■ INSTRUCTIONS TO FOLLOW:
Exactly the lines from the one with "For every instance of the temple pillar" through the end of the records below are needed, minus any pictures.

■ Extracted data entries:
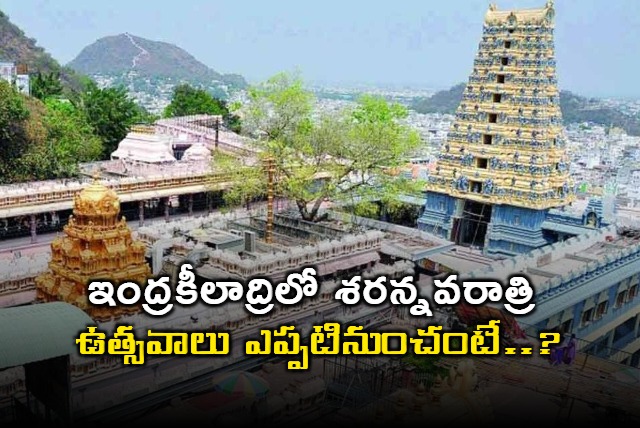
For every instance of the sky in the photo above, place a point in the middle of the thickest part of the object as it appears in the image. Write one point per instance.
(416, 43)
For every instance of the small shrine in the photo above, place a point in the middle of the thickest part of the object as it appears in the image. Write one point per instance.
(96, 246)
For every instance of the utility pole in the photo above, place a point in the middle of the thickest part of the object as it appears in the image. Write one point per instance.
(271, 169)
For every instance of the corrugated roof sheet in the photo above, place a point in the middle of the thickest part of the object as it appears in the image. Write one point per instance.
(39, 332)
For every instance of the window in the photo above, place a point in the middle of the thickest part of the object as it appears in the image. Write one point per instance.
(475, 186)
(565, 327)
(621, 298)
(586, 317)
(601, 309)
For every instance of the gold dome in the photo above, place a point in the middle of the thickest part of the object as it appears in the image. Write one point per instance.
(96, 199)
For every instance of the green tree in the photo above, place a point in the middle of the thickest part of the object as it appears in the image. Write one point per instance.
(110, 112)
(70, 136)
(46, 85)
(14, 115)
(187, 100)
(344, 157)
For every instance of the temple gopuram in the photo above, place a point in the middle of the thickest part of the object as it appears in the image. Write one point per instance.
(504, 164)
(97, 246)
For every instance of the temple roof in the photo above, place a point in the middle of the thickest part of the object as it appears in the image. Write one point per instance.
(526, 16)
(96, 198)
(39, 332)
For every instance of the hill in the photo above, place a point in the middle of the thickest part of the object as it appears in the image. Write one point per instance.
(147, 59)
(575, 109)
(16, 47)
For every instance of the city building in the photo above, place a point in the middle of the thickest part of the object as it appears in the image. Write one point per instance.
(16, 75)
(586, 285)
(504, 164)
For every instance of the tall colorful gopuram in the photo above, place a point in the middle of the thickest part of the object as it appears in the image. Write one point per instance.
(504, 164)
(97, 246)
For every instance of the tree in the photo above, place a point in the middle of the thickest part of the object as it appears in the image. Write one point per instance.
(110, 112)
(70, 136)
(344, 157)
(14, 115)
(46, 85)
(187, 100)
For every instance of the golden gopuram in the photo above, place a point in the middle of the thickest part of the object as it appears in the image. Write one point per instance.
(504, 162)
(96, 246)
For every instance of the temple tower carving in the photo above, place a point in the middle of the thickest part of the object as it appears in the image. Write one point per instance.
(97, 246)
(504, 162)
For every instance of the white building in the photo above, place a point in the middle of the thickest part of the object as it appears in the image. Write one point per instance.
(15, 75)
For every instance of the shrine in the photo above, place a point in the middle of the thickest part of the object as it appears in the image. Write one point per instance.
(504, 164)
(97, 246)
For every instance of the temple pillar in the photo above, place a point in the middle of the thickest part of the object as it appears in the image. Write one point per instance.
(34, 226)
(141, 212)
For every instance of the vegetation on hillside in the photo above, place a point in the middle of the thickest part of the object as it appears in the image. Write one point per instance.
(42, 140)
(187, 100)
(343, 157)
(16, 47)
(575, 109)
(111, 113)
(114, 55)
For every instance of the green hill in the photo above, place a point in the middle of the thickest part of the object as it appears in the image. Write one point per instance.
(16, 47)
(575, 109)
(126, 54)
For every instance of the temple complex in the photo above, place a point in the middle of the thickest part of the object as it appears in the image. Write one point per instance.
(97, 245)
(504, 164)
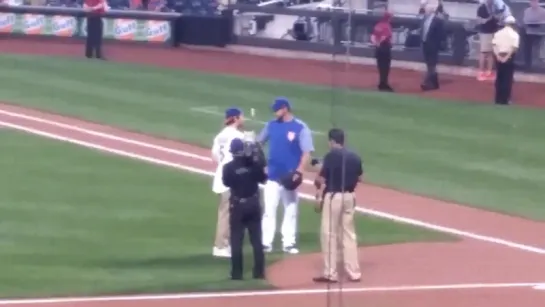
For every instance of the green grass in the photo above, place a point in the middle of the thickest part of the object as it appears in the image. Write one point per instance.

■ SOLUTION TO THE PROBLEM:
For every instance of the temple pillar in the photo above, place a point in the middle of the thickest part of the object as it appears in the image. Write one point per instance.
(34, 226)
(141, 212)
For every instance of the vegetation on hillside in the photo above, place a point in the middle of the thickest part of the object as it appears in the image. Write one point per instance.
(42, 140)
(187, 100)
(343, 157)
(16, 47)
(575, 109)
(111, 113)
(114, 55)
For every instance of the green hill in the photo above, place a point in the middle of the thickest part of the object as it appears in the image. Write one point per instance.
(16, 47)
(575, 109)
(126, 54)
For every instance of the temple complex in the photo above, place a point in the middle of the thickest part of the object as it appears in the image. Write one point per instance.
(97, 245)
(504, 164)
For every instance of the green grass in the photo above, place a point in the middle of the thickest part of the object as it appears in the image. Write one point per instance.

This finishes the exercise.